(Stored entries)
....................
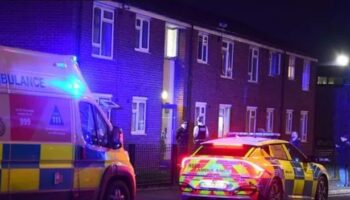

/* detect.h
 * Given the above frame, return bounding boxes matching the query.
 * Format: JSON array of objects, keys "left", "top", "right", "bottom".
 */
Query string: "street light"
[{"left": 335, "top": 54, "right": 349, "bottom": 67}]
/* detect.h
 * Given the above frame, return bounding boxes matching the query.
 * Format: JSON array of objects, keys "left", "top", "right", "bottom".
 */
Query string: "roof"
[
  {"left": 202, "top": 137, "right": 288, "bottom": 146},
  {"left": 118, "top": 0, "right": 317, "bottom": 61}
]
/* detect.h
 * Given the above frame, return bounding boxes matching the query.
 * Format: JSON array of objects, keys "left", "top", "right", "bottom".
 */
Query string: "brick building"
[{"left": 0, "top": 1, "right": 316, "bottom": 153}]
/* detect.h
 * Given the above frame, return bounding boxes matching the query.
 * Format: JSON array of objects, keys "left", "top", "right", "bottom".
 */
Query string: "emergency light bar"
[{"left": 227, "top": 132, "right": 281, "bottom": 138}]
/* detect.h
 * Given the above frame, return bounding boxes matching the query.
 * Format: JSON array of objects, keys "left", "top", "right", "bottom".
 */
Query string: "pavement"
[{"left": 136, "top": 181, "right": 350, "bottom": 200}]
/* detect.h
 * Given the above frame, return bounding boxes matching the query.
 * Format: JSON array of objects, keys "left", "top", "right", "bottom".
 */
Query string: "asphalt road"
....................
#### DESCRIPTION OF THE TASK
Gather every line of the rows above that contains the string "light". Letter case must match.

#### RESULT OF THIS EXERCISE
Query string: "street light"
Query string: "emergency light bar"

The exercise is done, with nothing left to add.